WHAT IS BEING ASKED
For each statement, say yes or no to whether it agrees with the NPS page, and quote the exact words from the page that decide it: (a) tax benefits apply to investments in both Tier I and Tier II accounts; (b) the scanned signature may be uploaded as a PDF file; (c) the Share code created at the UIDAI website is 4 characters long.

How to make the Investment to avail the Tax Benefit:

If you are an existing Subscriber, you can visit the eNPS website (https://enps.nsdl.com) for making an additional contribution to your Tier I account.

Please note: Tax benefits are applicable for investments in Tier I account only.

Apart from tax benefits available under 80CCD, below are the other tax benefits available under NPS:

  • Tax benefits on partial withdrawal: Subscriber can partially withdraw from NPS tier I account before the age of 60 for specified purposes. According to Budget 2017, the amount withdrawn up to 25 percent of Subscriber contribution is exempt from tax.
  • Tax benefit on Annuity purchase: Amount invested in the purchase of Annuity, is fully exempt from tax. However, the annuity income that you receive in the subsequent years will be subject to income tax.
  • Tax benefit on lump sum withdrawal: After the Subscriber attains the age of 60, up to 40 percent of the total corpus withdrawn in a lump sum is exempt from tax.
  • For example: If the total corpus at the age of 60 is 10 lakhs, then 40% of the total corpus ie 4 lakhs, you can withdraw without paying any tax. So, if you use 40% of the NPS corpus for lump sum withdrawal and the remaining 60% for annuity purchase at the time of retirement, you do not pay any tax at that time. Only the annuity income that you receive in the subsequent years will be subject to income tax.

Steps to Open eNPS (Registration using Aadhaar Offline e-KYC)

  1. You must have an Aadhaar Registered Mobile Number.
  2. You are requested to upload the Aadhaar Paperless Offline e-KYC ZIP file. If Zip File is not generated, Click Here to download from UIDAI website. Please note UIDAI website best support on Google Chrome 6.0+ | Internet Explorer 9.0+ | Safari 4.0+.
  3. Enter the Share code of 4-characters created at the UIDAI website.
  4. Demographic details (Name, Gender, Date of Birth, Mobile no., Address and Photo) will be fetched from Aadhaar Offline e-KYC Zip after Successful authentication and other mandatory details need to be filled up online.
  5. You need to upload scanned copy of PAN card and Cancelled Cheque in *.jpeg/ *.jpg/ *.png /*.pdf (unsigned) format having file size between 4KB - 2MB.
  6. You need to upload your scanned Signature in *.jpeg/ *.jpg/ *.png format having file size between 4KB - 5MB.
  7. You will be routed to a payment gateway for making the payment towards your NPS account from Internet Banking.
  8. Subscribers have an option to eSign or OTP Authenticate the registration form to CRA. For details please refer below under 'Process for eSign / OTP Authenticate' section.
  9. Contributions are credited in PRANs on T+2 basis (subject to receipt of clear funds from Payment Gateway Service Provider).

[Items listed in a dataset]
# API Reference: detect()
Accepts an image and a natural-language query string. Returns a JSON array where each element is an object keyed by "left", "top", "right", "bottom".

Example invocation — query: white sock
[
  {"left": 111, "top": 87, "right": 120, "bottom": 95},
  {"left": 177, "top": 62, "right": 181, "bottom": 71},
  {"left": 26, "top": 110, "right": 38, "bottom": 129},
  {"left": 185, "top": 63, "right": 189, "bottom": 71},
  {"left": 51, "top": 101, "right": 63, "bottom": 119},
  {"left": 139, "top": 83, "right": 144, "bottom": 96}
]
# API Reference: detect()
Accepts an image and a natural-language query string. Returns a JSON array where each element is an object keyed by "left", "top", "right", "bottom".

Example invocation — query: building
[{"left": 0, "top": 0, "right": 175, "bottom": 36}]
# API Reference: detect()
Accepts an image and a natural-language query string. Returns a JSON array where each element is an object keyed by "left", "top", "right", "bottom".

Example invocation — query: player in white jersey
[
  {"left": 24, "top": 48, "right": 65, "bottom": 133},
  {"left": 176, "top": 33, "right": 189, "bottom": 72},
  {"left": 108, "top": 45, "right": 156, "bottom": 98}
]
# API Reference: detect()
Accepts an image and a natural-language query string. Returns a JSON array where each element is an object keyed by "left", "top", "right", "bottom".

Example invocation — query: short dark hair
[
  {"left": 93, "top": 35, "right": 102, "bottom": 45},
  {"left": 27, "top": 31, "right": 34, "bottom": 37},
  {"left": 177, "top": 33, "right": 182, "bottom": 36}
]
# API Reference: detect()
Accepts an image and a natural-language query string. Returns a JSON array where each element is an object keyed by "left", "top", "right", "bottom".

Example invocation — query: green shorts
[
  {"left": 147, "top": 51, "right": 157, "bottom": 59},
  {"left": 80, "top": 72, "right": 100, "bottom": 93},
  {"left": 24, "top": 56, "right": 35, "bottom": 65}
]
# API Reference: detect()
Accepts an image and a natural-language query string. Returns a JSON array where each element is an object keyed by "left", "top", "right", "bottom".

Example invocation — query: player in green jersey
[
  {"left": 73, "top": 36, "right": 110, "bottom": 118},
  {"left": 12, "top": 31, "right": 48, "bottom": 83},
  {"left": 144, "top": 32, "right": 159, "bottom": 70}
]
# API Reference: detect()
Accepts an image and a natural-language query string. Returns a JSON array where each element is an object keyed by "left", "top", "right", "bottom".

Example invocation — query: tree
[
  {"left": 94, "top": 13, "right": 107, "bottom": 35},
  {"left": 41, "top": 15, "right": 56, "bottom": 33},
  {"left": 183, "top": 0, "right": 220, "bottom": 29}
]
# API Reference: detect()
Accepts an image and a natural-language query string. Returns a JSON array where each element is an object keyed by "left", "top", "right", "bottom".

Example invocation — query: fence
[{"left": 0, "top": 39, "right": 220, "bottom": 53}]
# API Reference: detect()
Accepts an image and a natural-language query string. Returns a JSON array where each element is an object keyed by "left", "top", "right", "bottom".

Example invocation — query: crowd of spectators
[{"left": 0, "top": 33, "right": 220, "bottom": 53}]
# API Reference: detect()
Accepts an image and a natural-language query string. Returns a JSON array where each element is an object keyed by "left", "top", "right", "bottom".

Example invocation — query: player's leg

TASK OUTPUT
(a) No: "Tax benefits are applicable for investments in Tier I account only."
(b) No: "You need to upload your scanned Signature in *.jpeg/ *.jpg/ *.png format"
(c) Yes: "Enter the Share code of 4-characters created at the UIDAI website."